** YOUR GOAL **
Please pull out every line in the records below that contains the word "concrete" and copy each of those lines in full.

** DATA LINES **
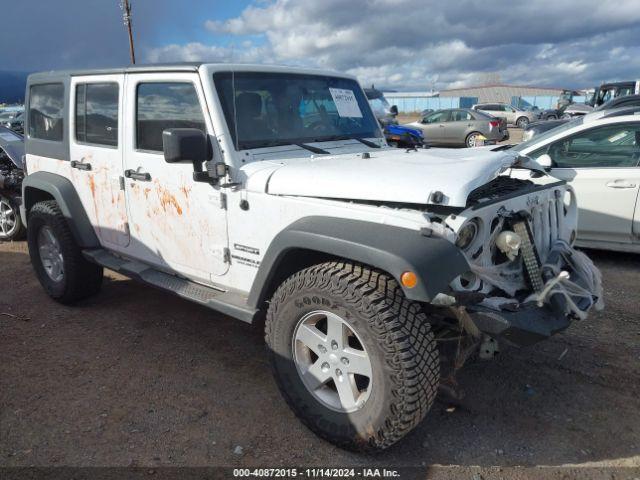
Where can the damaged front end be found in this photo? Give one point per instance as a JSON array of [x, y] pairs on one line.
[[526, 282]]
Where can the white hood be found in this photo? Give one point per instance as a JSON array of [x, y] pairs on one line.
[[393, 175]]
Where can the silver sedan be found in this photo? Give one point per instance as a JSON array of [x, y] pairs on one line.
[[461, 127]]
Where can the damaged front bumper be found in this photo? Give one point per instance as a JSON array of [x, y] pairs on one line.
[[572, 286]]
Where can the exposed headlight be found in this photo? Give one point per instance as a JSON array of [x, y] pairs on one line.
[[467, 235]]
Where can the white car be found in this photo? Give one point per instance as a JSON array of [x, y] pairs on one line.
[[599, 156], [270, 193]]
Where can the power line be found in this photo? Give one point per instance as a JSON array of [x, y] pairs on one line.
[[126, 18]]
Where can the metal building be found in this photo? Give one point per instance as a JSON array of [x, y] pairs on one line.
[[501, 92]]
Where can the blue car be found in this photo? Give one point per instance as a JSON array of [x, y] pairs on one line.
[[396, 135]]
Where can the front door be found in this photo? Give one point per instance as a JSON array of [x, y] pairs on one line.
[[175, 223], [601, 164], [95, 149]]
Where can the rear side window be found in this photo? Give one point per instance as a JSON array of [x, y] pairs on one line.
[[46, 111], [97, 113], [165, 105], [460, 116]]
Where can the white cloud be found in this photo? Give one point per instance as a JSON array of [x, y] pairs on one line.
[[418, 44]]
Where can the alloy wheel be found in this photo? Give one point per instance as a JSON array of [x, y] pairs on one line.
[[50, 254], [332, 361], [8, 219]]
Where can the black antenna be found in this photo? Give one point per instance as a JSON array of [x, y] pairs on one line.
[[126, 17]]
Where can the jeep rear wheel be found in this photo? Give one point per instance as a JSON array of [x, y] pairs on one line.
[[11, 227], [355, 360], [60, 267]]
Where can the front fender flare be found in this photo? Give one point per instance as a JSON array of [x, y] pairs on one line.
[[65, 194], [394, 250]]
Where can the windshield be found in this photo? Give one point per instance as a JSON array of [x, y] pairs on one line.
[[267, 109], [380, 106], [549, 133]]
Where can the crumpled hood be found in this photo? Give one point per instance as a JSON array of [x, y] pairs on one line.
[[394, 175]]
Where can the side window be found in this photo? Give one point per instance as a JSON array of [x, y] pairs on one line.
[[460, 116], [46, 111], [97, 113], [165, 105], [438, 117], [603, 147]]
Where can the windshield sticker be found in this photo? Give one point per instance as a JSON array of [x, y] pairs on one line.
[[9, 137], [346, 103]]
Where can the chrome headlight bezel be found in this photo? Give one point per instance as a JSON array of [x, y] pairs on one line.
[[467, 234]]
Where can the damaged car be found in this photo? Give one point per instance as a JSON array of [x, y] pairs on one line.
[[270, 194], [11, 175]]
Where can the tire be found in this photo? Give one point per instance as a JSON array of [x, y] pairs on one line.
[[11, 227], [471, 139], [394, 335], [71, 277]]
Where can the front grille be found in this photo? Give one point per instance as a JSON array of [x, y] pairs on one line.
[[547, 222], [529, 256]]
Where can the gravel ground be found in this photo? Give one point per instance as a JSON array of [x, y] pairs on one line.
[[136, 377]]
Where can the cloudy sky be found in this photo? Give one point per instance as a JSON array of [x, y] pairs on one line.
[[401, 44]]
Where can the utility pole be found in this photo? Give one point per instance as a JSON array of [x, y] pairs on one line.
[[126, 17]]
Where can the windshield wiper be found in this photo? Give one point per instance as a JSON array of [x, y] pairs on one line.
[[347, 137], [311, 149], [367, 142]]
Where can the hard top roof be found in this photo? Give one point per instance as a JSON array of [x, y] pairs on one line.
[[39, 77]]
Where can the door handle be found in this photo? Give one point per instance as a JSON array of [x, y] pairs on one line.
[[134, 175], [80, 165], [621, 184]]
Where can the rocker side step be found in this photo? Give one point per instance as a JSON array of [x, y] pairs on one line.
[[230, 303]]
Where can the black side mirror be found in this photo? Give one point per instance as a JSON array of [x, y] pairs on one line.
[[191, 145], [185, 144]]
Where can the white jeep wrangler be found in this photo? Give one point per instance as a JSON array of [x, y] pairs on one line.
[[270, 192]]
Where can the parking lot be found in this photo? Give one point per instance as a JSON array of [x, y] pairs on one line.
[[137, 377]]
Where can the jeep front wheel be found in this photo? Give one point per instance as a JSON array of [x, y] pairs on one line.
[[355, 360], [56, 258]]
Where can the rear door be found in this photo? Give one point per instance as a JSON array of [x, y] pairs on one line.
[[455, 129], [433, 126], [601, 164], [96, 154], [176, 223]]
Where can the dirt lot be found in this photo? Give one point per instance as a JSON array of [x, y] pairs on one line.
[[137, 377]]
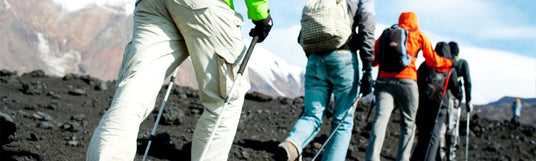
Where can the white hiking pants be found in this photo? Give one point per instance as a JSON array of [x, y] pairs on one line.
[[165, 33]]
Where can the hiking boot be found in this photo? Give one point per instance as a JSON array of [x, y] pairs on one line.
[[286, 151]]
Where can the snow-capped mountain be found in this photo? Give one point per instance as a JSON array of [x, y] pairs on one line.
[[65, 36]]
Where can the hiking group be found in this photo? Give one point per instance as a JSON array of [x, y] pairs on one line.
[[166, 32]]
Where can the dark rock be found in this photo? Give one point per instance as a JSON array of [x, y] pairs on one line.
[[71, 126], [35, 73], [79, 117], [492, 148], [72, 143], [285, 100], [33, 88], [53, 95], [70, 77], [172, 116], [256, 96], [102, 86], [45, 125], [77, 92], [86, 78], [33, 137], [8, 128], [42, 116]]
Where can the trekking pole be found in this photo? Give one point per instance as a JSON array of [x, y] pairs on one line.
[[370, 109], [171, 80], [467, 134], [228, 98], [352, 108], [437, 115]]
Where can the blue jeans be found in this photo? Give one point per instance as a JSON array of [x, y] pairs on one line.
[[405, 94], [333, 73]]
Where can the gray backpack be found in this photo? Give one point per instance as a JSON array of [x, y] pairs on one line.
[[325, 25]]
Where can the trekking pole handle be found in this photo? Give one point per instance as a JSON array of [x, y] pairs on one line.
[[248, 54]]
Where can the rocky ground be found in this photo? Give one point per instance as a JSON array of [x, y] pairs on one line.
[[54, 118]]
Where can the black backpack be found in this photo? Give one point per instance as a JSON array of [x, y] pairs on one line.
[[431, 82], [393, 49]]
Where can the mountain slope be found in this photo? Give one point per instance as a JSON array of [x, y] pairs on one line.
[[90, 39]]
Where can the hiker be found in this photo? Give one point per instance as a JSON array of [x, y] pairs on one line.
[[516, 111], [166, 33], [400, 89], [429, 120], [449, 136], [333, 72]]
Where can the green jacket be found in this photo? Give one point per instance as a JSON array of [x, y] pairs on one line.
[[257, 9]]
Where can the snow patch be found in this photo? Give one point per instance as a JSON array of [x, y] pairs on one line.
[[57, 63], [75, 5], [269, 66]]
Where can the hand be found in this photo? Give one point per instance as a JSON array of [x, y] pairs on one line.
[[469, 106], [353, 43], [262, 28], [454, 62], [366, 83]]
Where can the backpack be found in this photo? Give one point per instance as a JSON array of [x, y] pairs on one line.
[[325, 25], [431, 82], [393, 50]]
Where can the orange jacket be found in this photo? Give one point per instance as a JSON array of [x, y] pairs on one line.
[[416, 40]]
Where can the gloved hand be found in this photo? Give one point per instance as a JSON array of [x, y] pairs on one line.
[[262, 28], [366, 83], [469, 107]]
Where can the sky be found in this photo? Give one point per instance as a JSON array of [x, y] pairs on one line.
[[496, 37]]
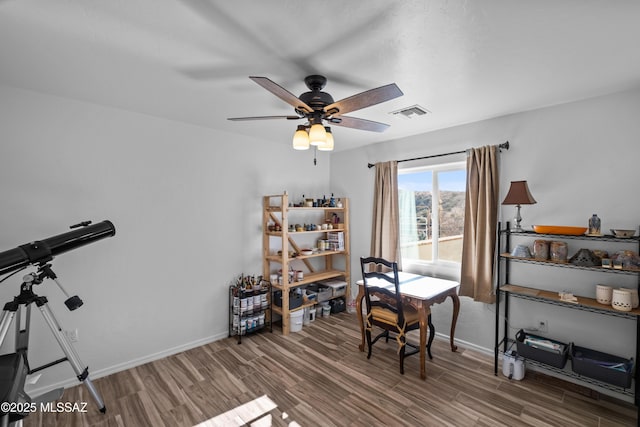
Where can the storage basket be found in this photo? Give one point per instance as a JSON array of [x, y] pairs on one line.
[[602, 366], [546, 350]]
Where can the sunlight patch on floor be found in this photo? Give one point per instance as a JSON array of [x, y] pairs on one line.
[[254, 414]]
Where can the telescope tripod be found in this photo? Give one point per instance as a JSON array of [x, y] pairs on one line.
[[14, 367]]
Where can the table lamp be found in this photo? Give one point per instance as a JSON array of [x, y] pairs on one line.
[[518, 195]]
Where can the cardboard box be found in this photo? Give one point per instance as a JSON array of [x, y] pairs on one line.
[[338, 287], [324, 293]]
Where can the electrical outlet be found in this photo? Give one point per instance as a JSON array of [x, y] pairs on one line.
[[542, 326], [72, 335]]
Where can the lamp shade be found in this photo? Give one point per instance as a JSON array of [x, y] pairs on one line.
[[301, 138], [317, 134], [328, 144], [519, 194]]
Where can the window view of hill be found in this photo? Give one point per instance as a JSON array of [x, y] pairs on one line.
[[451, 213]]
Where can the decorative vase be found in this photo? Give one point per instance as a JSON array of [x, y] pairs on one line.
[[558, 251], [541, 249], [594, 225], [635, 301], [621, 300], [604, 294]]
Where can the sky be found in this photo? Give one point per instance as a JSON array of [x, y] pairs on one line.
[[422, 181]]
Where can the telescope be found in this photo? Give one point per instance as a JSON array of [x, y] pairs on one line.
[[42, 251]]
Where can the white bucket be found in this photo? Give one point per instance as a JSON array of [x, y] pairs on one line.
[[326, 310], [296, 321]]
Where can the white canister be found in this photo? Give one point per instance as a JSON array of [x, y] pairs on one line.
[[621, 300], [603, 294], [634, 296]]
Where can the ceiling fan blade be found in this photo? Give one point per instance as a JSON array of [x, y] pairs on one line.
[[362, 124], [238, 119], [365, 99], [282, 93]]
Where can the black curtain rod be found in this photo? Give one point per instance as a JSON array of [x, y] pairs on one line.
[[504, 145]]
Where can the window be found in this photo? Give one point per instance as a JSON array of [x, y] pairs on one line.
[[431, 202]]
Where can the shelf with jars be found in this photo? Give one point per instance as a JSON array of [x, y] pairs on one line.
[[304, 243]]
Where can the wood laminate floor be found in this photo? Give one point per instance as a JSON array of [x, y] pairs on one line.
[[318, 377]]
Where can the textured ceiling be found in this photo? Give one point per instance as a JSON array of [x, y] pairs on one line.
[[190, 60]]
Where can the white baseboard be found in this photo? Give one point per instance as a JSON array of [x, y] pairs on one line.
[[36, 391]]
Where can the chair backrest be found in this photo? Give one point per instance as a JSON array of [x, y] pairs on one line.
[[380, 278]]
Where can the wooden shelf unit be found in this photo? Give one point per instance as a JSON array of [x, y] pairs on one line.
[[276, 211]]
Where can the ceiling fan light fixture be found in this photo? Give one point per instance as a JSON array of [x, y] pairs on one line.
[[301, 138], [328, 144], [317, 134]]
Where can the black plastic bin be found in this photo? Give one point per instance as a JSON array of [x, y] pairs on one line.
[[337, 305], [552, 358], [602, 366]]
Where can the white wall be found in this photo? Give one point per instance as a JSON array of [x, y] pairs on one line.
[[579, 159], [186, 204]]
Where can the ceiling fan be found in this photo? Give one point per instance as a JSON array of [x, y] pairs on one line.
[[317, 107]]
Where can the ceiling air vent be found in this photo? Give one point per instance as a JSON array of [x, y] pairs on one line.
[[410, 112]]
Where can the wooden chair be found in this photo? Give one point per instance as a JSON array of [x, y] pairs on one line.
[[385, 309]]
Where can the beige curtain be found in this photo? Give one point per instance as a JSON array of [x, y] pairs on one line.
[[480, 222], [384, 233]]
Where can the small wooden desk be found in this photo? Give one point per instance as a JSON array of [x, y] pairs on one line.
[[420, 292]]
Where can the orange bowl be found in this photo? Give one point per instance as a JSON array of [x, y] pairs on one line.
[[559, 229]]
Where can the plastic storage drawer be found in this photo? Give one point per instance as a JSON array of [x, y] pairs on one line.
[[602, 366], [553, 358]]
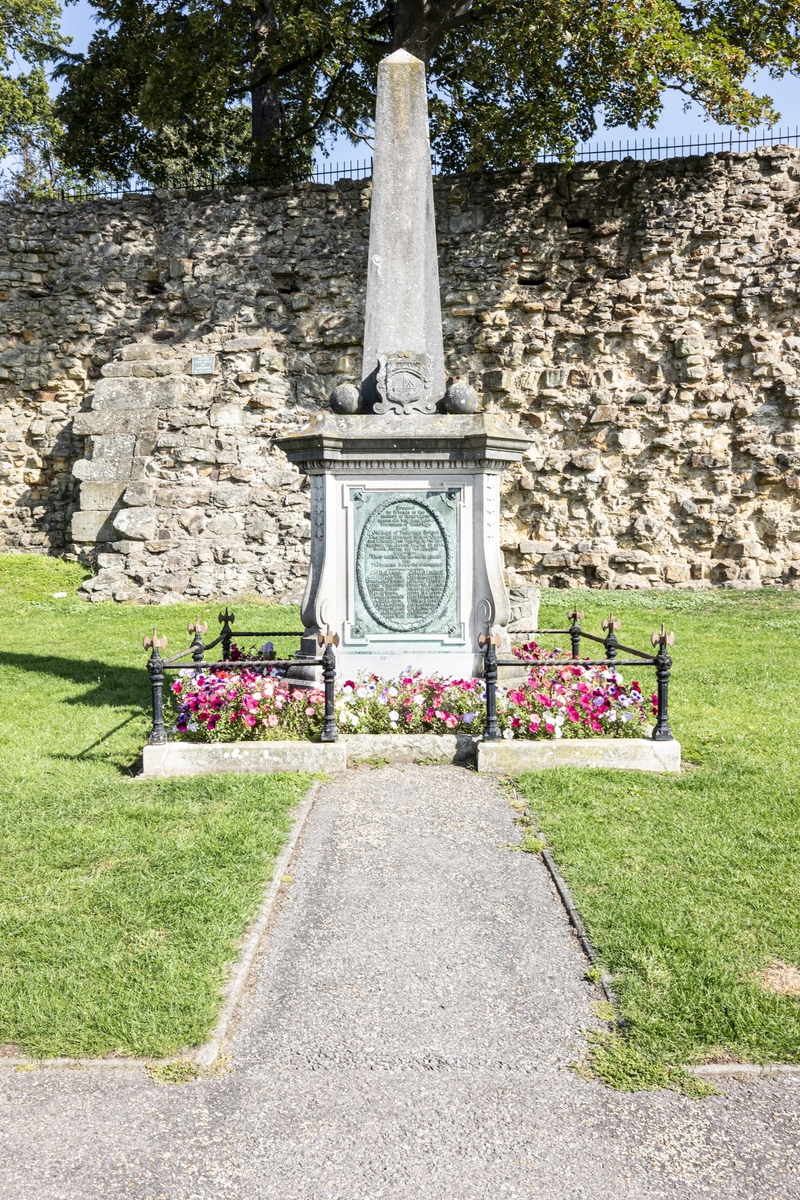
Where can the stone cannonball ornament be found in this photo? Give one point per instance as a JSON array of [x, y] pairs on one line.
[[461, 397], [346, 399]]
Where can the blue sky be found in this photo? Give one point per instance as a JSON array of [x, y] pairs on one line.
[[77, 24]]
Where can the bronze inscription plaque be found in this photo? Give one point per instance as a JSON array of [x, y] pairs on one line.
[[405, 562]]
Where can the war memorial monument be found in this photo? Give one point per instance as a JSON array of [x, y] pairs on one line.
[[405, 559]]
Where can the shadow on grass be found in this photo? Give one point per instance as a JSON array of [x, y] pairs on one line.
[[108, 684]]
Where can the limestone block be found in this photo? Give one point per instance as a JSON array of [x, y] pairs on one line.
[[91, 424], [91, 526], [102, 496], [103, 469], [138, 525], [625, 754], [409, 748], [236, 345], [629, 439], [121, 394], [113, 445], [227, 415], [140, 493]]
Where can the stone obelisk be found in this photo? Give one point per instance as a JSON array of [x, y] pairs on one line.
[[405, 557], [403, 313]]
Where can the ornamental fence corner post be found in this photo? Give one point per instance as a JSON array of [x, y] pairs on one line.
[[612, 624], [156, 671], [575, 631], [329, 640], [226, 619], [491, 641], [662, 732], [198, 648]]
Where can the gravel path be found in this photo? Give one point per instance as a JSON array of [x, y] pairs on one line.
[[405, 1035]]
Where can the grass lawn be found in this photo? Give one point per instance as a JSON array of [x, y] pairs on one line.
[[690, 886], [121, 903]]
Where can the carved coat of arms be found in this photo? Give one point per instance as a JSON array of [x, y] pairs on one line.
[[404, 383]]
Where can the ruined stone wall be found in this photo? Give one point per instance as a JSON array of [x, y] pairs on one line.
[[639, 321]]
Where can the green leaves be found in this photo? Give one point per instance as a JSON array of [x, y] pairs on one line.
[[29, 39], [252, 87]]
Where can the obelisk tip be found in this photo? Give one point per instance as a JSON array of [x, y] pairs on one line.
[[400, 57]]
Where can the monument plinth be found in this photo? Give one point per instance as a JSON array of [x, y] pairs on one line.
[[405, 561]]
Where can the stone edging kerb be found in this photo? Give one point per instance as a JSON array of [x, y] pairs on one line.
[[491, 757]]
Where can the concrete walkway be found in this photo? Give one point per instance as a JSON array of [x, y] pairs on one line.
[[405, 1036]]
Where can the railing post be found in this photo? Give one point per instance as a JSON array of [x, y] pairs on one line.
[[156, 671], [329, 640], [227, 619], [662, 731], [198, 649], [611, 642], [575, 631], [492, 732]]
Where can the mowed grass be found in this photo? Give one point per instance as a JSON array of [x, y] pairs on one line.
[[690, 886], [121, 903]]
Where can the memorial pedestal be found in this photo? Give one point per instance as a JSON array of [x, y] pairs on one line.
[[405, 561]]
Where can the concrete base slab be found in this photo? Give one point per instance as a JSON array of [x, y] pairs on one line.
[[410, 748], [629, 754], [221, 757], [493, 757]]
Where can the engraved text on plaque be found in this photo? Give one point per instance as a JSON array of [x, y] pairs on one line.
[[405, 562]]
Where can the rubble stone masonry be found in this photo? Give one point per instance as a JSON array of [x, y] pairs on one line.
[[639, 321]]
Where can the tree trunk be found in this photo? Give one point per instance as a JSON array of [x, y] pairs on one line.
[[420, 25], [266, 108]]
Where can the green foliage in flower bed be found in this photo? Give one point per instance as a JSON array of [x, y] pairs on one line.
[[121, 903], [690, 886], [553, 701]]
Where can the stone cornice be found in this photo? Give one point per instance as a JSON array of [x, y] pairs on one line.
[[479, 442]]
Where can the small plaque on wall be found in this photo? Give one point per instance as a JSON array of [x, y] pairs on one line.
[[203, 364]]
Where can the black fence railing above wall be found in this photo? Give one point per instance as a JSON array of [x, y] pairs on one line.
[[614, 149], [661, 661], [158, 666]]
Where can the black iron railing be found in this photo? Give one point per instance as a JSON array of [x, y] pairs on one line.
[[661, 661], [158, 666], [194, 180]]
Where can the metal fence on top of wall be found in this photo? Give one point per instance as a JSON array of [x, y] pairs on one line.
[[361, 168]]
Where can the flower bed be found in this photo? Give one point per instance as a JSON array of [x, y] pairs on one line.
[[553, 701]]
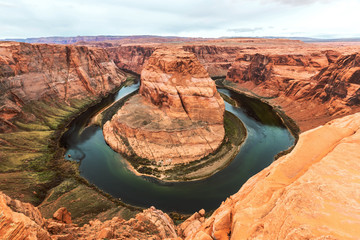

** RESULT OF THIS TASK **
Where can the concrete walkway be found in this photo? Give one point per instance as a JSON array of [x, y] pairs on one line.
Where can the concrete base slab be found in this photo? Give one point per instance as a JSON array of [x, y] pairs on one line.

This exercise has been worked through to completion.